**Given request 1**
Update the passage of the BG-E11 thread below from "Maybe they're trying" to "(May 31, 2012)", replacing "knock-offs" with "counterfeits".
**Given request 2**
Using the BG-E11 thread below, state whether each statement agrees with it, answering yes or no and quoting the deciding words: (a) Unique Photo charges less than B&H for Canon LP-E6 batteries. (b) JerryKnight cancelled a pre-order placed with B&H. (c) dturano bought the grip locally for $340 plus tax.

**Source text**

Begin

# BG-E11 in stock, $319 at Unique Photo



## JerryKnight (May 30, 2012)

Just a heads-up... $319 in stock.

http://store.uniquephoto.com/e/index.php/canon-battery-grip-bg-e11-5261b001.html

They seem to have decent ratings on Google Shopping, and they responded to my inquiry right away (had to make sure they actually had it in stock and not just a website glitch). No word on how many they have, but they said they'll ship it today if it's ordered before 4pm (Eastern, I presume).

I cancelled my B&H pre-order and ordered it from Unique. I've been going through too many weekend gigs without the grip, but I should have it for this weekend, if they ship it out today.


----------



## ddashti (May 30, 2012)

Any ideas as to why it is $30 cheaper?


----------



## JerryKnight (May 30, 2012)

No idea why.. I'll report more when I get shipment notification and delivery.

Maybe they're trying to get sales by lowering one price and raising others. Their Canon LP-E6 batteries are $65 instead of $60 at B&H.

I figure it's too soon for refurbs or knock-offs to be a factor. We'll see.


----------



## JerryKnight (May 31, 2012)

Shipped today, as advertised; should get here Friday. I'm still confused by the price, but I'm optimistic. No annoying up-sell calls, no hassle.


----------



## JerryKnight (Jun 2, 2012)

Arrived today. Looks like it's perfectly new. I recommend Unique Photo. They were fast, and the price is great!


----------



## dturano (Jun 2, 2012)

What did you pay total? $319 total is cheap, I picked it up local for $340 plus tax. Most local dealers stress who across the board dealers get competitive pricing to level the big dealers to small dealers and online retailers. This way mom and pops sell a brand new canon lens in a small shop in the middle of nowhere for the same price as b&h. I also thought that they couldn't undersell if they were authorized dealers? to help enforce the price structure. 

Either way $319 is a great price, I read through briefly and hope you didn't mention the total price. I know some online vendors list low prices then by the time you check out its not different than the final price with any other vendor. I went to unique and didn't go throughout the whole checkout but for me in NY it was $329 free shipping no tax, without any surprises when officially checking out its a great deal.


----------



## ddashti (Jun 3, 2012)

The price is great, indeed! Glad to know you received yours.

End

**Provided records**
Begin

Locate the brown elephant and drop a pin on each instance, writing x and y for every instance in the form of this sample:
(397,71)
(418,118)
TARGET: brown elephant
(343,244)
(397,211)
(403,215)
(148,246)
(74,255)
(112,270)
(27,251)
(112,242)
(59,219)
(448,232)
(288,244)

End

**Expected output 1**
Maybe they're trying to get sales by lowering one price and raising others. Their Canon LP-E6 batteries are $65 instead of $60 at B&H.

I figure it's too soon for refurbs or counterfeits to be a factor. We'll see.


----------



## JerryKnight (May 31, 2012)

**Expected output 2**
(a) No: "Their Canon LP-E6 batteries are $65 instead of $60 at B&H."
(b) Yes: "I cancelled my B&H pre-order and ordered it from Unique."
(c) Yes: "I picked it up local for $340 plus tax."